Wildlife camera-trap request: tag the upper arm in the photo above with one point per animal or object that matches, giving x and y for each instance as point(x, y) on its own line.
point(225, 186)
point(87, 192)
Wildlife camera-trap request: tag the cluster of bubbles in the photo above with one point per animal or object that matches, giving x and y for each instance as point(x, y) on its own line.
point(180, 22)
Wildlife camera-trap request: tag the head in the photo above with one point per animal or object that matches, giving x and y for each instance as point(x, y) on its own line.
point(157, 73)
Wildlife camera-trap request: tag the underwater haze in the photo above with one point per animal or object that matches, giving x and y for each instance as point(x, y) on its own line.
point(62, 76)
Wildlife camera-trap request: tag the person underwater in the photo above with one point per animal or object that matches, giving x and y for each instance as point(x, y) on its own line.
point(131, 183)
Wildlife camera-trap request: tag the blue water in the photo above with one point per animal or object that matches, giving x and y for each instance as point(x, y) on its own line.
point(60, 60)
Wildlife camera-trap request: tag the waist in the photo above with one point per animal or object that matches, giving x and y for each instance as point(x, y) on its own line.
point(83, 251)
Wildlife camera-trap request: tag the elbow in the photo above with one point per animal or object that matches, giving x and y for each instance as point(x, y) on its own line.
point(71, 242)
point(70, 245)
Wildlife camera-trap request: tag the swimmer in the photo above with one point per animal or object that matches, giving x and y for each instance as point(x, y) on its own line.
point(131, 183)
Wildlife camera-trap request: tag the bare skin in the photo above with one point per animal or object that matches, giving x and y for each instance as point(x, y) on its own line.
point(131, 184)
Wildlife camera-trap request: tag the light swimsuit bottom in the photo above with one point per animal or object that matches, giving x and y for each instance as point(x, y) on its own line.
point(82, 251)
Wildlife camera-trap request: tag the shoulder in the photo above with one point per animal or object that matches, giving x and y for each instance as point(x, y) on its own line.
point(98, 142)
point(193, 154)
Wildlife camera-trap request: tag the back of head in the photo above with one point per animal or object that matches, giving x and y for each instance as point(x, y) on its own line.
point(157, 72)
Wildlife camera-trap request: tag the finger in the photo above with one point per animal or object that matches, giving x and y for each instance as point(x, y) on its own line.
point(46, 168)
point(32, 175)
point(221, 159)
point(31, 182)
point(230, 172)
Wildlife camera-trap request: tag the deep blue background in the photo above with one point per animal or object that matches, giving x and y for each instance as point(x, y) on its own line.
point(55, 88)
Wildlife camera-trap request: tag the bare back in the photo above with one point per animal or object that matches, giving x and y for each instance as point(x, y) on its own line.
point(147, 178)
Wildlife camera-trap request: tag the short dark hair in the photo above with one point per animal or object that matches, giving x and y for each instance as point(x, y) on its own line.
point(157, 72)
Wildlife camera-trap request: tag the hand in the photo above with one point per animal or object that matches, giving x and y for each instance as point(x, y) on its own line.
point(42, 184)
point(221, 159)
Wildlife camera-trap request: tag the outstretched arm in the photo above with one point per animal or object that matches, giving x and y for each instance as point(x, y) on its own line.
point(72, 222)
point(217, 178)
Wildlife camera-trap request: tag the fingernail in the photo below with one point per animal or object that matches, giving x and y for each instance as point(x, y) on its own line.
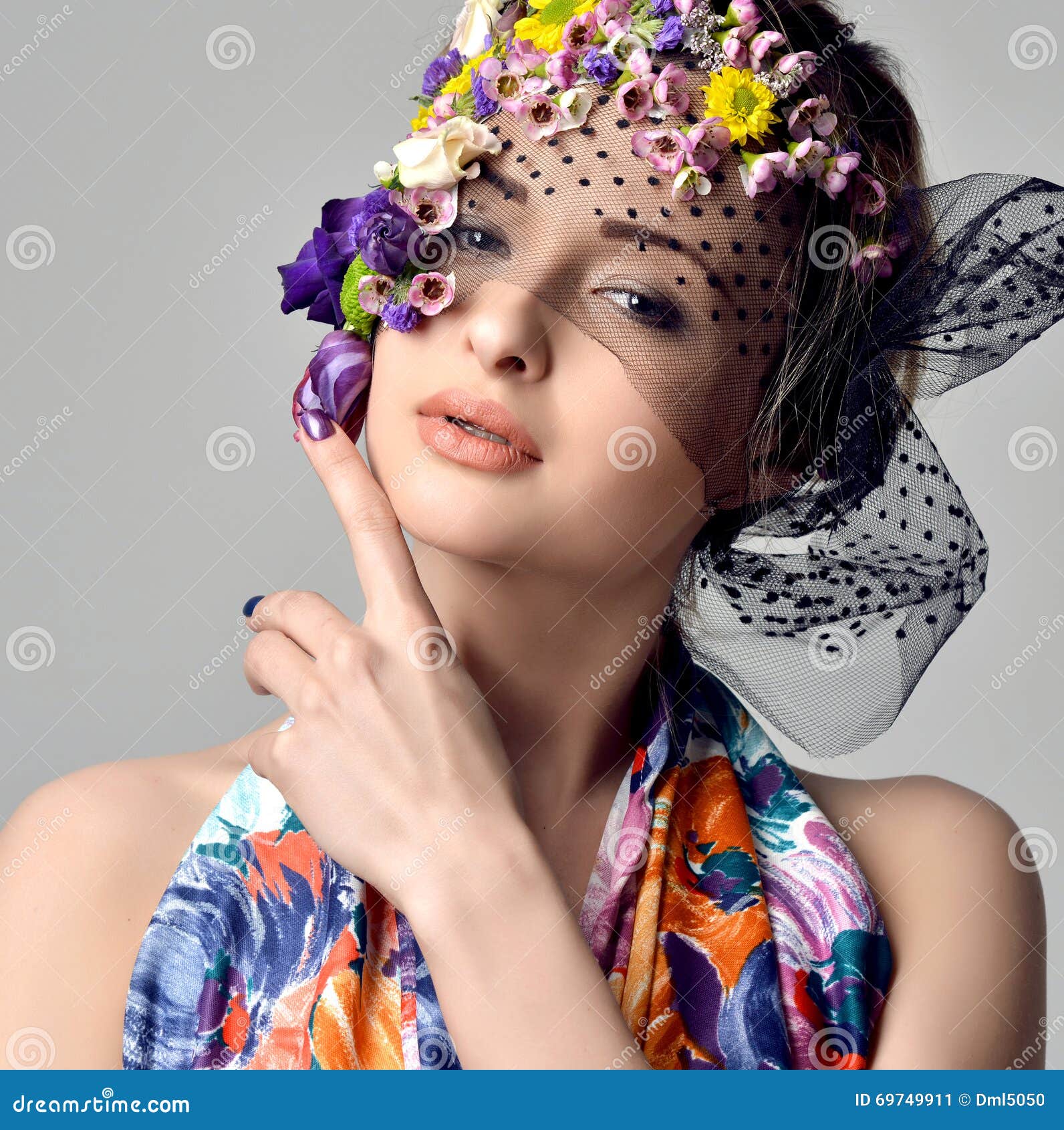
point(317, 424)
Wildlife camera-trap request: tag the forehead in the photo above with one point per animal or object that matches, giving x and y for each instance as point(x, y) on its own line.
point(589, 181)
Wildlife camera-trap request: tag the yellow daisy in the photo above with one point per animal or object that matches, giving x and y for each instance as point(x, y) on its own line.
point(463, 82)
point(743, 103)
point(546, 26)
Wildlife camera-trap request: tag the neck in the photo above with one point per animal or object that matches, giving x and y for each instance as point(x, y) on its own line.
point(558, 663)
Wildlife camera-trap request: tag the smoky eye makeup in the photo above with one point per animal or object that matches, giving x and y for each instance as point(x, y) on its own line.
point(643, 304)
point(471, 234)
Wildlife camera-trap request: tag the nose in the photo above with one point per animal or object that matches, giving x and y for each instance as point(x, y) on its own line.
point(509, 332)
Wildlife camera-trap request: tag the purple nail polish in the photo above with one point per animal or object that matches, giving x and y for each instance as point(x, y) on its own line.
point(317, 424)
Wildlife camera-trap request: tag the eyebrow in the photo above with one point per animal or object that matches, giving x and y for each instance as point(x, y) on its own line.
point(510, 189)
point(644, 235)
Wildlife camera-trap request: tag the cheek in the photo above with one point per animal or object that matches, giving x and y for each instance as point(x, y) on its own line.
point(634, 485)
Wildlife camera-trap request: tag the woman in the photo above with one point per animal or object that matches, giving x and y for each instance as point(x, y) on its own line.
point(638, 430)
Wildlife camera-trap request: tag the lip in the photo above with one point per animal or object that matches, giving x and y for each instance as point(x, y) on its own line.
point(460, 447)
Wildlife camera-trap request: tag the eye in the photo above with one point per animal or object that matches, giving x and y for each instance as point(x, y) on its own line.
point(481, 240)
point(656, 311)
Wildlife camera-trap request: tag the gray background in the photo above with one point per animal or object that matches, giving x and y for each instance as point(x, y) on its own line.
point(126, 553)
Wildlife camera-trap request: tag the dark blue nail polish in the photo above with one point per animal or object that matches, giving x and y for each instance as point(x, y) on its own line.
point(317, 424)
point(250, 606)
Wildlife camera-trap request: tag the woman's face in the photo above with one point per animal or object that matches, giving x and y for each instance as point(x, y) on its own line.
point(616, 339)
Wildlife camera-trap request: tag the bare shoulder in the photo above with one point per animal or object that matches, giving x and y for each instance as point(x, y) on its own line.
point(83, 865)
point(959, 891)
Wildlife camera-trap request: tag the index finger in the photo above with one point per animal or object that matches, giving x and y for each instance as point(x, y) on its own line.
point(386, 568)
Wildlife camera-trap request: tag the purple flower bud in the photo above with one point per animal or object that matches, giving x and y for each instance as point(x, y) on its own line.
point(400, 316)
point(337, 380)
point(312, 281)
point(601, 67)
point(440, 72)
point(384, 240)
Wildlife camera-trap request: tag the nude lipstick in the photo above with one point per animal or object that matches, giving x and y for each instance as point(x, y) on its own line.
point(476, 433)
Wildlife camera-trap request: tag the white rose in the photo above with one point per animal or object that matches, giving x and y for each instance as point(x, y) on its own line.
point(440, 157)
point(477, 21)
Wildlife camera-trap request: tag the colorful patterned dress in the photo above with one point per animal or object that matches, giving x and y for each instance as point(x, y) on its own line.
point(731, 921)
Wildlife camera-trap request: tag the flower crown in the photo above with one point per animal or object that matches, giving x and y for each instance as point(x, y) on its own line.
point(546, 62)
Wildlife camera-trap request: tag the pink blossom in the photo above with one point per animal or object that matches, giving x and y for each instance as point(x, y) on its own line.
point(707, 142)
point(758, 49)
point(735, 43)
point(443, 108)
point(666, 149)
point(525, 57)
point(635, 100)
point(540, 116)
point(573, 108)
point(669, 91)
point(874, 260)
point(741, 11)
point(835, 175)
point(805, 62)
point(764, 171)
point(689, 182)
point(579, 32)
point(434, 209)
point(503, 84)
point(612, 9)
point(373, 292)
point(868, 195)
point(807, 158)
point(811, 116)
point(640, 64)
point(561, 69)
point(432, 293)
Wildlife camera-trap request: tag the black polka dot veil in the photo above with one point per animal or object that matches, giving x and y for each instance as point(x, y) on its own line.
point(823, 604)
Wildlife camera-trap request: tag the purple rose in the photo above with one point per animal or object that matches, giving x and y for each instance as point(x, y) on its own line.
point(670, 35)
point(314, 278)
point(337, 380)
point(400, 316)
point(440, 70)
point(384, 240)
point(601, 67)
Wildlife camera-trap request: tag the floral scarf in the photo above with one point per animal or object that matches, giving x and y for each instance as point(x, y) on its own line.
point(733, 925)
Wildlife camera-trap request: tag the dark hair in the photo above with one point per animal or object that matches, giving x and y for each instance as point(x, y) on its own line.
point(829, 310)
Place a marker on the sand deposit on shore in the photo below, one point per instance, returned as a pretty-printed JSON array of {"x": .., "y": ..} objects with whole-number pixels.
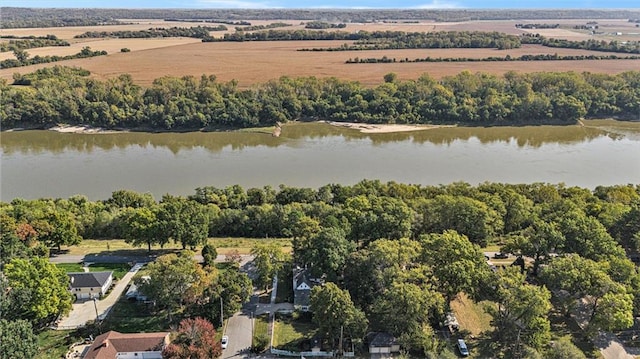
[
  {"x": 384, "y": 128},
  {"x": 80, "y": 129}
]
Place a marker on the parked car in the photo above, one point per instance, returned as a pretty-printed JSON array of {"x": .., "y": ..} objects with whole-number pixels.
[{"x": 462, "y": 347}]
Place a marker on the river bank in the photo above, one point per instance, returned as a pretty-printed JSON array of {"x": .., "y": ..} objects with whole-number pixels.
[
  {"x": 385, "y": 128},
  {"x": 362, "y": 127}
]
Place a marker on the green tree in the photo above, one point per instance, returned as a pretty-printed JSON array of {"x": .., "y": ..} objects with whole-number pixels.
[
  {"x": 17, "y": 340},
  {"x": 521, "y": 312},
  {"x": 59, "y": 229},
  {"x": 209, "y": 254},
  {"x": 608, "y": 304},
  {"x": 467, "y": 216},
  {"x": 564, "y": 349},
  {"x": 36, "y": 290},
  {"x": 537, "y": 241},
  {"x": 126, "y": 198},
  {"x": 326, "y": 253},
  {"x": 140, "y": 226},
  {"x": 183, "y": 221},
  {"x": 175, "y": 280},
  {"x": 268, "y": 260},
  {"x": 458, "y": 265},
  {"x": 195, "y": 339},
  {"x": 404, "y": 309},
  {"x": 334, "y": 311}
]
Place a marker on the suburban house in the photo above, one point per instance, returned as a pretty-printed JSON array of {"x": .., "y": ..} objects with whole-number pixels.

- **Exercise**: Output exactly and only the lines from the line containing "Wildlife camera-trap request: tag the floral" to the end of the entries, both included, and omit every picture.

- **Expected answer**:
Wildlife camera-trap request: tag the floral scarf in the photo above with one point per animal or object that matches, giving x and y for each instance as point(x, y) on its own line.
point(733, 925)
Wildlife camera-trap request: tag the dark hair in the photo above with one point per animal or object that matches, giving x and y for each instance as point(x, y) on its own line.
point(829, 310)
Place a marker on the sand deposit on shore in the photo below, one point per instance, returned as a pretty-printed JSON array of {"x": .., "y": ..} objects with whole-number pixels.
[
  {"x": 384, "y": 128},
  {"x": 80, "y": 129}
]
Place a marker on the parked car in the photo above, one point per instance, returned as a pretty-printed JSON array of {"x": .., "y": ..} objects with whole-number pixels.
[{"x": 462, "y": 347}]
Place a marker on the river bank in the photo above, one point per instance, returned as a pretty-printed JSON array of {"x": .., "y": ..} objects with whole-number pixels.
[
  {"x": 385, "y": 128},
  {"x": 362, "y": 127}
]
Place a marker on the green tree in the photo above, one point per instance, returned as a pretty-printed JSON array of {"x": .., "y": ..} objects with whole-number pixels.
[
  {"x": 17, "y": 340},
  {"x": 521, "y": 312},
  {"x": 59, "y": 229},
  {"x": 209, "y": 254},
  {"x": 608, "y": 304},
  {"x": 467, "y": 216},
  {"x": 564, "y": 349},
  {"x": 36, "y": 290},
  {"x": 537, "y": 241},
  {"x": 126, "y": 198},
  {"x": 326, "y": 253},
  {"x": 140, "y": 226},
  {"x": 183, "y": 221},
  {"x": 175, "y": 280},
  {"x": 268, "y": 260},
  {"x": 458, "y": 265},
  {"x": 195, "y": 339},
  {"x": 404, "y": 309},
  {"x": 334, "y": 311}
]
Place a marker on the suburban house in the photo above, one point per instance, returned as a pretty-printed JSON array of {"x": .., "y": ..} objects with whole-number pixels.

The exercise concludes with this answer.